#### EXERCISE REQUIREMENTS:
Quote every line below exactly and skip any picture.

#### RECORDS FOR THIS TASK:

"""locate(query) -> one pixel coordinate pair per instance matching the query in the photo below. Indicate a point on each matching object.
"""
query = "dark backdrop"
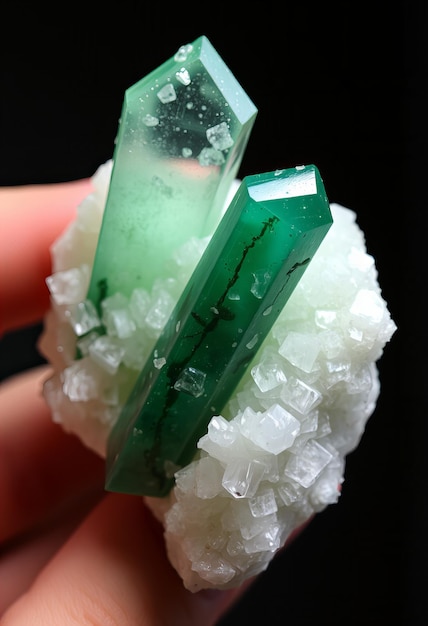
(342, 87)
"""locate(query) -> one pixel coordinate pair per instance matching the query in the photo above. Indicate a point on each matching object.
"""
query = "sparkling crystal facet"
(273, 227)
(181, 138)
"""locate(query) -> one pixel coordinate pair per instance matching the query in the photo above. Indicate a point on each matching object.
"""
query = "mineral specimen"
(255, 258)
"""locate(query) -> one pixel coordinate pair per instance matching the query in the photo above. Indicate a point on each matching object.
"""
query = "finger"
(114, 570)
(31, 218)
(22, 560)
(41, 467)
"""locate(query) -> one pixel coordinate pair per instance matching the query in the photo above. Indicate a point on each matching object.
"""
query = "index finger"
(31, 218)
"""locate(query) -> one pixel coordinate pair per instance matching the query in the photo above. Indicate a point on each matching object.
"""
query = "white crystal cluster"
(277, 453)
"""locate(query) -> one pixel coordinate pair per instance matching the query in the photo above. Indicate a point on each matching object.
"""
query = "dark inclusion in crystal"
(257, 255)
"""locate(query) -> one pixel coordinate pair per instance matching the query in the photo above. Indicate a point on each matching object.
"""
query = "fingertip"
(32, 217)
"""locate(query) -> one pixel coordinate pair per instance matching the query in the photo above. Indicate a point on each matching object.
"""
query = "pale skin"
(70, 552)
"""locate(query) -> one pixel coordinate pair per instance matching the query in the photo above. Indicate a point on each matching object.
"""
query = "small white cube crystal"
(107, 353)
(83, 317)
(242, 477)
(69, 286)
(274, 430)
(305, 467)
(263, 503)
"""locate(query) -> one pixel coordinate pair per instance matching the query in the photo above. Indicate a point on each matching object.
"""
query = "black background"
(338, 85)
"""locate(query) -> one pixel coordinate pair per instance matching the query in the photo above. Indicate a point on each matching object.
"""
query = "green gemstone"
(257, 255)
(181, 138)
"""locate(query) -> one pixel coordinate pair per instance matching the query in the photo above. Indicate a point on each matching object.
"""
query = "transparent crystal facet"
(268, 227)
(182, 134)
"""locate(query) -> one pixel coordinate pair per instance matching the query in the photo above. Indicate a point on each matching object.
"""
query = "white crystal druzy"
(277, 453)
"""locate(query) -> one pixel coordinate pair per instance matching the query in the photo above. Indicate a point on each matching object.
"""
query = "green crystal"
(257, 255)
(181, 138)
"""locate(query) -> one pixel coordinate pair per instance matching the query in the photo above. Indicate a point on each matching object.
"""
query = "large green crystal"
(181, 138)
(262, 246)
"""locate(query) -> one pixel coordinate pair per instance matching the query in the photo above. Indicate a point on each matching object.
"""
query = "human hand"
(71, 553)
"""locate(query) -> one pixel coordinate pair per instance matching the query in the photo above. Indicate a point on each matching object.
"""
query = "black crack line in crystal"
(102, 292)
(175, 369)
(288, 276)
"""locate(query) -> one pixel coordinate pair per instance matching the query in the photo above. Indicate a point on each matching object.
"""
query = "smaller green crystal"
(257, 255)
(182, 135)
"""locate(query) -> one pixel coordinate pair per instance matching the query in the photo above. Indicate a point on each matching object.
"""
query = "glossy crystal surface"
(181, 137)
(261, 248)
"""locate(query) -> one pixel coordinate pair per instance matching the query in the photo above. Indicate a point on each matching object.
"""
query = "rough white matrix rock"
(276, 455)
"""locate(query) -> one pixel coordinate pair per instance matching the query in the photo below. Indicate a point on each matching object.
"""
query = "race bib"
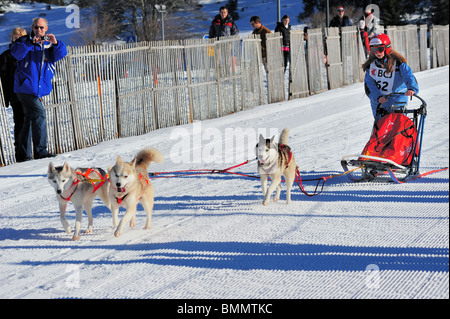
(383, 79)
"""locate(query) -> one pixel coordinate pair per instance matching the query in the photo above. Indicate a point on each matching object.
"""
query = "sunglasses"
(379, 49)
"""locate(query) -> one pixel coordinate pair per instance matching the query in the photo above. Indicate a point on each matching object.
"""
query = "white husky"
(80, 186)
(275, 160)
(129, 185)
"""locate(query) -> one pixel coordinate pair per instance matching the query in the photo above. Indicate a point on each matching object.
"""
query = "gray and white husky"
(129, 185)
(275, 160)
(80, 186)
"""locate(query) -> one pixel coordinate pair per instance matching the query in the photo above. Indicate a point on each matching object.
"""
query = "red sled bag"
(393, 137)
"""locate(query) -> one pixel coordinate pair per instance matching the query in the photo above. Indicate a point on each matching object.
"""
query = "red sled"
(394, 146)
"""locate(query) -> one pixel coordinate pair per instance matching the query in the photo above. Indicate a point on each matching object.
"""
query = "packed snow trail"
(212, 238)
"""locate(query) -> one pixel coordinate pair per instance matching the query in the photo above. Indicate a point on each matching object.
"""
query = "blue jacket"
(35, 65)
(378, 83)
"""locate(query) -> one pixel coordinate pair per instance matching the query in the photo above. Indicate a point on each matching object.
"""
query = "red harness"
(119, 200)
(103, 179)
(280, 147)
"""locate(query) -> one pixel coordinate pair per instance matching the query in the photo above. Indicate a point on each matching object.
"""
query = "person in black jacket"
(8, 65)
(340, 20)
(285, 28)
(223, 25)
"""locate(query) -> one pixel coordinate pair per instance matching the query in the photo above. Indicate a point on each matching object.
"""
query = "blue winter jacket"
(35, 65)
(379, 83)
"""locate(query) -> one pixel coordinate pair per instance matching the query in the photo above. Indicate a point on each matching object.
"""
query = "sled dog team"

#### WRITTEN REPLY:
"""locate(query) -> one pixel coordinate pair per instance matching the query in the photo below. Indicate a point on each matching object.
"""
query = "dark backdrop"
(342, 87)
"""locate(query) -> one pixel coordinate pair per instance matching the query in the photo above. Indicate a point on each matching object.
"""
query = "sparkling crystal facet"
(273, 227)
(181, 138)
"""locate(query) -> one pixel coordinate pair per instance matching the query in the photo above. Indicate a point on each matching object.
"""
query = "mineral specimen"
(255, 258)
"""locate(query) -> one pixel coordinate pair per instance matching the query in the photo above. Indicate a point on each matching object.
"""
query = "finger"
(114, 570)
(31, 218)
(22, 560)
(41, 467)
"""locate(query) -> one pixel coordinate pair per instance matching the query in the photo above. Indicate a point on each matching object.
"""
query = "index finger"
(31, 218)
"""locate(query) -> one pixel coordinate pair per instance matching the query in the photo above. Indicate a point on each matching object.
"""
query = "white crystal cluster"
(277, 453)
"""locate(query) -> one pixel coordinate pair per instance matching the query in the photo above. Indicate a point on each matching object.
"""
query = "dark inclusion in crystal"
(257, 255)
"""locate(query) -> one pixel coordinate pair per instance matching the query in the photo above. Indicate a point on each matching object.
"""
query = "fingertip"
(32, 217)
"""locate(query) -> one pixel coordinate pair per instance matching the query in the photo above. Indicate a point on each matching object.
"""
query = "pale skin"
(70, 552)
"""locate(query) -> one pixel coordinate pair per instance matching the query in the photo above. Indicate a point on each matching object.
"""
query = "small white cube crystal"
(107, 353)
(83, 317)
(242, 477)
(69, 286)
(274, 430)
(305, 467)
(263, 503)
"""locate(query) -> one pixel coordinate pair per instance matching the query in the photo above. Indicate a point on each matching object.
"""
query = "black background"
(338, 85)
"""locate(query) -> one pixel coordinate pair per instance matching the query in the photo above. Indicate a point on each matching object.
"""
query = "green gemstone"
(257, 255)
(181, 138)
"""locate(query) -> one pixel coordinate pair per instance matching the query in the photo above. Indicate a point on each matching object.
"""
query = "transparent crystal facet"
(268, 227)
(182, 134)
"""locate(query) -> one pixel coordinate pair per instance matching the query in the photo above. Indicate a point on each matching object.
"""
query = "white crystal druzy"
(277, 453)
"""locate(query) -> one pixel coordinate pair per instance matching the query in the photo above. Indicate a point on each matching object.
"""
query = "green crystal"
(257, 255)
(181, 138)
"""locate(query) -> one pixel coordinate pair per instance matching the query in the photo above. Indicate a point on each matching object.
"""
query = "large green crystal"
(181, 138)
(262, 246)
"""locate(query) -> one pixel coordinate pair per instance matching the query in the photo above. Indicate a point on each matching object.
"""
query = "human hand"
(71, 553)
"""locate(query) -> one pixel coordinate pair per instance matching the query in the photo above. Indicate a point on each matching object.
"""
query = "black crack line in crystal"
(102, 292)
(175, 369)
(288, 276)
"""locate(query) -> one pixel coordinate pair per instance matching the query in the photo above. Indicate a point on each matching object.
"""
query = "smaller green crystal"
(257, 255)
(182, 135)
"""locate(query) -> one pixel coordinate pair per instance matching the query in the photo above. Indicate a point on each matching object.
"""
query = "glossy crystal surface"
(181, 137)
(261, 248)
"""locate(query) -> one pixel coordinate pair per instance matching the query in the photo above. Indicate a point on each matching object.
"""
query = "rough white matrix rock"
(276, 455)
"""locate(query) -> one pixel coordinate pair per instance matching the query in the photo below. Indicate a point on each matching object.
"""
query = "race bib"
(383, 79)
"""locate(query) -> one pixel coordinate pair per instance matching the query in the photo above. Indicate a point on each matching object.
"""
query = "sunglasses"
(379, 49)
"""locate(query) -> one pixel coordinate pair per instance matching the query in the photo above. Indicate a point on each matching object.
"""
query = "white husky"
(80, 186)
(275, 160)
(129, 185)
"""locate(query) -> one pixel coordinate pair per instance matching the query in the photo above. Indicate a point on each matching object.
"""
query = "gray and white husky"
(129, 185)
(275, 160)
(80, 186)
"""locate(query) -> one pixel coordinate pair per instance matching the query in the photo above. Indicate a point on each matching object.
"""
query = "red sled bag"
(393, 137)
"""locate(query) -> one pixel coordinate pair per instance matching the query in the photo above. Indicate a point on each matching object.
"""
query = "red sled"
(394, 146)
"""locate(query) -> one pixel coordinate pair per instance matching the query in the photo above. Indicate a point on each matching object.
"""
query = "packed snow trail"
(212, 238)
"""locate(query) -> one pixel coordinate pair per instance matching the query in the photo above. Indicate a point on each matching object.
"""
query = "blue jacket"
(35, 65)
(378, 83)
"""locate(query) -> one pixel coordinate pair per instance matching the query in the photo above. Indicate a point on each matching object.
"""
query = "red harness"
(119, 200)
(103, 179)
(280, 147)
"""locate(query) -> one pixel coordinate pair per instance matching the query in the photo above. Indicate a point on each matching object.
"""
query = "person in black jacket"
(8, 65)
(340, 20)
(285, 28)
(223, 25)
"""locate(query) -> one pixel coordinate pair per instance matching the query in the photo above. Indicate a point on each matching object.
"""
query = "blue winter jacket"
(35, 65)
(379, 83)
"""locate(query) -> one pixel coordinate pair per instance matching the query in the photo above. Indicate a point on each matching object.
"""
query = "sled dog team"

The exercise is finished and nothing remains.